Your assignment: When you reach the line containing "query | tree with green leaves" in the entries below, start writing out each line exactly, and stop after the line containing "sample | [427, 161]".

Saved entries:
*** Block opens ***

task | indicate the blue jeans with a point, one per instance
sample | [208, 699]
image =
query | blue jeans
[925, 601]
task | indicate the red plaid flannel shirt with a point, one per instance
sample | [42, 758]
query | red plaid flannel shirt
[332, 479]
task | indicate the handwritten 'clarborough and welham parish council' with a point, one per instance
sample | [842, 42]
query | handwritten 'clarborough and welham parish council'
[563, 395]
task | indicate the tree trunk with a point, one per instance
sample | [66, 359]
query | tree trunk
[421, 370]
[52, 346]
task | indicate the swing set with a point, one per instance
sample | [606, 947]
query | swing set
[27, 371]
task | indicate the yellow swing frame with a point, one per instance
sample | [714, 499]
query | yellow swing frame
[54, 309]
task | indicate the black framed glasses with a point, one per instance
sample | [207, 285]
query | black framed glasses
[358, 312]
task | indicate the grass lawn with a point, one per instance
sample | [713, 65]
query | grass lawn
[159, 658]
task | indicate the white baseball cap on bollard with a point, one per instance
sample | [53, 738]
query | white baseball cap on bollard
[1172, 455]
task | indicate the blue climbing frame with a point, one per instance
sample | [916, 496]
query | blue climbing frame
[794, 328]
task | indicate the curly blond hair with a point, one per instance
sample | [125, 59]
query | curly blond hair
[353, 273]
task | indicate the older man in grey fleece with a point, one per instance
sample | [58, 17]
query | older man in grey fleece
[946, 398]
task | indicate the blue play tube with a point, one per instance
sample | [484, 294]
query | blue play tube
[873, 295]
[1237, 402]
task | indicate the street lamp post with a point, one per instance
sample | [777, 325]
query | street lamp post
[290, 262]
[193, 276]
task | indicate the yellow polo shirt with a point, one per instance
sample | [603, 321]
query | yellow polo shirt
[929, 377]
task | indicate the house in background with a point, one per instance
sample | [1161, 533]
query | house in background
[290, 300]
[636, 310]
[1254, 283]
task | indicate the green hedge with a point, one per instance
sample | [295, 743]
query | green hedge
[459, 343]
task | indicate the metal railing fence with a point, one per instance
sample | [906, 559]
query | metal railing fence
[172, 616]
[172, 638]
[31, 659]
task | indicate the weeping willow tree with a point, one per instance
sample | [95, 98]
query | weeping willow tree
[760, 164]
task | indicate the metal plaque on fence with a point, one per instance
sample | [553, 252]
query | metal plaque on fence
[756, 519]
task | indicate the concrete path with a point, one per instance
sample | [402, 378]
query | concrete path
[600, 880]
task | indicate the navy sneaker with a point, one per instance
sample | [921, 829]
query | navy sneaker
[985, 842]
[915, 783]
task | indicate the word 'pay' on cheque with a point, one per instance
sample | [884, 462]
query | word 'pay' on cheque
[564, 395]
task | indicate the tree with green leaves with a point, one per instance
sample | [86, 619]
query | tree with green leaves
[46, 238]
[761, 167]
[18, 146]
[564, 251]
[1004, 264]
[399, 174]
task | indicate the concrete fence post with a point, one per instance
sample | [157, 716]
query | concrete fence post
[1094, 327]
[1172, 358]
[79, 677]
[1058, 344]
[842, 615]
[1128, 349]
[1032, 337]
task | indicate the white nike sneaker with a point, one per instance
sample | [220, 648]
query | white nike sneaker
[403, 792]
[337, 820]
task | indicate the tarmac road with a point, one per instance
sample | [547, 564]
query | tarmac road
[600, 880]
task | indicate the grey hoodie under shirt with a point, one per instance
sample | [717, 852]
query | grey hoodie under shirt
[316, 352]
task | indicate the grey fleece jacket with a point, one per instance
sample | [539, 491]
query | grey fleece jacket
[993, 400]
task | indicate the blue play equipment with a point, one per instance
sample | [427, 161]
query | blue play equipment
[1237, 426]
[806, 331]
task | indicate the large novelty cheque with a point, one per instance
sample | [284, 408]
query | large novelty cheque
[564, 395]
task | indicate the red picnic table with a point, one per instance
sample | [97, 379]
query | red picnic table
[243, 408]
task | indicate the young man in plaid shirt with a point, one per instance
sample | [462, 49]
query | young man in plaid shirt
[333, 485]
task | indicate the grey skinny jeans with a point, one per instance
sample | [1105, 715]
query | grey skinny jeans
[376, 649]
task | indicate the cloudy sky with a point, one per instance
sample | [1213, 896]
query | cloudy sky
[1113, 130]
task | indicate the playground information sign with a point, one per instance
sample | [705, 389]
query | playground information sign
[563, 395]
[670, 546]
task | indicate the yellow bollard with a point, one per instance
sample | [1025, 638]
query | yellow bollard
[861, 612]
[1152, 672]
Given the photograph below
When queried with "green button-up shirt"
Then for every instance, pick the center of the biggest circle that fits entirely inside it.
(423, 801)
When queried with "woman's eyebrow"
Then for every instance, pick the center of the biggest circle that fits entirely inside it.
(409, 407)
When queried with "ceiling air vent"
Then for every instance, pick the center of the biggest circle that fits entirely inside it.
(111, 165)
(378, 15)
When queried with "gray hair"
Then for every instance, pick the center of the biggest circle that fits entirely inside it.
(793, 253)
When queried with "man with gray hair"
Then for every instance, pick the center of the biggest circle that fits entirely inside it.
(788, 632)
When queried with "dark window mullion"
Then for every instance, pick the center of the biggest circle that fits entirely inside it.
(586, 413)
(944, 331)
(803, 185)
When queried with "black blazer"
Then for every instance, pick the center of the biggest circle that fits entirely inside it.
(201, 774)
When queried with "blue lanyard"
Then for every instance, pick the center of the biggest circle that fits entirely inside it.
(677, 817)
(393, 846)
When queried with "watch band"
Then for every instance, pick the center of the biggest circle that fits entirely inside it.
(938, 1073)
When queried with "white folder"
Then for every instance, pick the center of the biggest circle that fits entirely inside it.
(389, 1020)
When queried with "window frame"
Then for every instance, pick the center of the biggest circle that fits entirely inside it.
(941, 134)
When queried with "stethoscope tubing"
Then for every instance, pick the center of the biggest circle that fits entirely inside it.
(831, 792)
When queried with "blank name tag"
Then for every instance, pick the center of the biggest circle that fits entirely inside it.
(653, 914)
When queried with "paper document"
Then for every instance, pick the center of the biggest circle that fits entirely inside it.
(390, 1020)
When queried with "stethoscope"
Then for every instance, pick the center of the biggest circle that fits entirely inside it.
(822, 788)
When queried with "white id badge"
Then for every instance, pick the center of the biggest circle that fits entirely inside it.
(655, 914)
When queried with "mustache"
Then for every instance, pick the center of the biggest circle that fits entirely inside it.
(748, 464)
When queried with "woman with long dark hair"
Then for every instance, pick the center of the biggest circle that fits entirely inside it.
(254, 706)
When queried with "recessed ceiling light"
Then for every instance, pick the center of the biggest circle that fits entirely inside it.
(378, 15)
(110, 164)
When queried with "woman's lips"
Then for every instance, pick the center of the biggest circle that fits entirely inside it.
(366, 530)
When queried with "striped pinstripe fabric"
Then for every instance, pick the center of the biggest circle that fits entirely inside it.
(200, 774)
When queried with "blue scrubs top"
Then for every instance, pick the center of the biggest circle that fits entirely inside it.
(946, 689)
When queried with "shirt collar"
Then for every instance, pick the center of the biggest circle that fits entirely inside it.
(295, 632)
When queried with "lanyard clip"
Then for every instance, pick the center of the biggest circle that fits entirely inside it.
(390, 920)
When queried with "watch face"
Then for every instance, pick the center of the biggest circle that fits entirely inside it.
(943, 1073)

*** Block closes ***

Reply:
query | tree with green leaves
[46, 238]
[761, 167]
[18, 146]
[564, 251]
[1004, 264]
[399, 174]
task | indicate the concrete fence post with a point, one per instance
sample | [157, 716]
query | concrete fence post
[1094, 327]
[1172, 358]
[79, 677]
[1058, 344]
[842, 615]
[1128, 349]
[1032, 337]
task | indicate the white nike sneaker with a point, one per instance
sample | [220, 648]
query | white nike sneaker
[403, 792]
[337, 820]
task | indicate the tarmac road with a point, one per instance
sample | [547, 564]
query | tarmac road
[600, 880]
task | indicate the grey hoodie under shirt with a point, one per instance
sample | [717, 852]
query | grey hoodie under shirt
[316, 352]
task | indicate the grey fleece jacket with a point, one per instance
sample | [539, 491]
query | grey fleece jacket
[993, 400]
task | indicate the blue play equipment with a point, one per instance
sample | [427, 161]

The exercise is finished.